- _SELECTED TEXT_:

Reflect Critically on America's Way of Fighting War


[1] Isn't this moment of our national humiliation and new awareness of vulnerability an occasion to reflect critically on America's way of fighting war ever since Dresden and Tokyo, Hiroshima and Nagasaki, Agent Orange and 'bombing villages to save them?' Is it unthinkable to wonder in what sense we may have gotten a taste of our own medicine on September 11? I am thinking, of course, of the in bello criteria, specifically the prohibitions of covert warfare or tactics directed against civilian non-combatants. I grant that our military tries to minimize collateral damage to civilians. But this well-intentioned effort falls short of the criterion. In other words, I am calling into question more fundamentally the notion of waging 'total' war, i.e. against the enemy construed as a whole system. It is this thinking which makes things like TV towers, economic institutions and communication centers, etc. legitimate targets. In this light, I wonder how different is it that the terrorists targeted the World Trade Center as both symbol and substance of the perceived enemy system? There are other aspects of the terrorist attack which were beyond the pale. But on this particular point, I do mean the question seriously. I am struggling to understand why Americans can regard, for example, the NATO air campaign against Yugoslavia as a brilliant victory on the moral high ground, and the same kind of targeting, with the same purpose of demoralizing and  terrorizing the civilian base as occurred on to us on September 11, as evil.

- _INSTRUCTIONS TO FOLLOW_:
Decide whether each statement agrees with the text on America's way of fighting war, answering yes or no and quoting the deciding words: (a) The author states that the American military makes no attempt to limit harm to civilians. (b) The author lists TV towers among the targets that "total" war thinking makes legitimate. (c) The author considers every aspect of the September 11 attack comparable to American targeting. The data have no connection to the text on America's way of fighting war.

- _PROVIDED MATERIAL_:
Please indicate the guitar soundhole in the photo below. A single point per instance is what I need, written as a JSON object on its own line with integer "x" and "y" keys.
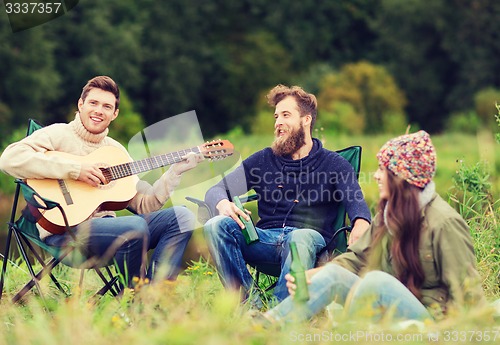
{"x": 108, "y": 175}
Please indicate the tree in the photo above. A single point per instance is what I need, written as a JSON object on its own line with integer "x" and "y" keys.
{"x": 370, "y": 90}
{"x": 29, "y": 81}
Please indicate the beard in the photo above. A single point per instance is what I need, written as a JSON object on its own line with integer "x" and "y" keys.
{"x": 288, "y": 145}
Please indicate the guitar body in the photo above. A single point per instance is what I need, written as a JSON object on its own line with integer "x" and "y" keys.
{"x": 78, "y": 199}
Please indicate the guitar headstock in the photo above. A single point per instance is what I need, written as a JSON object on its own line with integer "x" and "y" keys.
{"x": 217, "y": 149}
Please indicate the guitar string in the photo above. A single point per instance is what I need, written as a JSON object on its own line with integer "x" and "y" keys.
{"x": 132, "y": 168}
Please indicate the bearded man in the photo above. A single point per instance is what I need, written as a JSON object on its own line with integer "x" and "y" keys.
{"x": 300, "y": 186}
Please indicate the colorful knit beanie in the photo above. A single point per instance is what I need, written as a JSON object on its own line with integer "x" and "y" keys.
{"x": 411, "y": 157}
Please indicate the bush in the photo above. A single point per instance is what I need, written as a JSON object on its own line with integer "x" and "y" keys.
{"x": 465, "y": 122}
{"x": 342, "y": 118}
{"x": 483, "y": 102}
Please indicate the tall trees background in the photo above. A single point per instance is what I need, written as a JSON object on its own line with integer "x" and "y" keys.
{"x": 422, "y": 61}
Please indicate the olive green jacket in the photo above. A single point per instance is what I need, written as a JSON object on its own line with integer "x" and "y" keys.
{"x": 446, "y": 254}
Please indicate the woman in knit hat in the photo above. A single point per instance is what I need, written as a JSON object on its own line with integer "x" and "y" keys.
{"x": 416, "y": 261}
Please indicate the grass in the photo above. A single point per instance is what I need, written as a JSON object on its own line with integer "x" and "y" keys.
{"x": 195, "y": 309}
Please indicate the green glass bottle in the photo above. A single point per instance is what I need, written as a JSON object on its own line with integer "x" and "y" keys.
{"x": 298, "y": 272}
{"x": 249, "y": 231}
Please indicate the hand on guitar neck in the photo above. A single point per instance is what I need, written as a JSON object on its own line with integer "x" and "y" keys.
{"x": 93, "y": 175}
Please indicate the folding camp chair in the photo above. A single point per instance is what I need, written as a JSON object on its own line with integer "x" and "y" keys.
{"x": 27, "y": 238}
{"x": 336, "y": 246}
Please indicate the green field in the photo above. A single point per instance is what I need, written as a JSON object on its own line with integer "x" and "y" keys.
{"x": 196, "y": 309}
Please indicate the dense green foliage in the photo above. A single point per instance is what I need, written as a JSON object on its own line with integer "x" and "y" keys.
{"x": 218, "y": 57}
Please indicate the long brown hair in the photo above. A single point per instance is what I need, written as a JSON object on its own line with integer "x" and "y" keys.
{"x": 400, "y": 214}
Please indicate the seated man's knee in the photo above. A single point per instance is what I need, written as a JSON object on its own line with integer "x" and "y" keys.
{"x": 137, "y": 232}
{"x": 185, "y": 219}
{"x": 216, "y": 224}
{"x": 373, "y": 282}
{"x": 308, "y": 238}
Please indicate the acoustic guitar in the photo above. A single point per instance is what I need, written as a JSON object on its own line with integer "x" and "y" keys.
{"x": 79, "y": 200}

- _SOLUTION TO THE EXERCISE_:
(a) No: "I grant that our military tries to minimize collateral damage to civilians."
(b) Yes: "It is this thinking which makes things like TV towers, economic institutions and communication centers, etc. legitimate targets."
(c) No: "There are other aspects of the terrorist attack which were beyond the pale."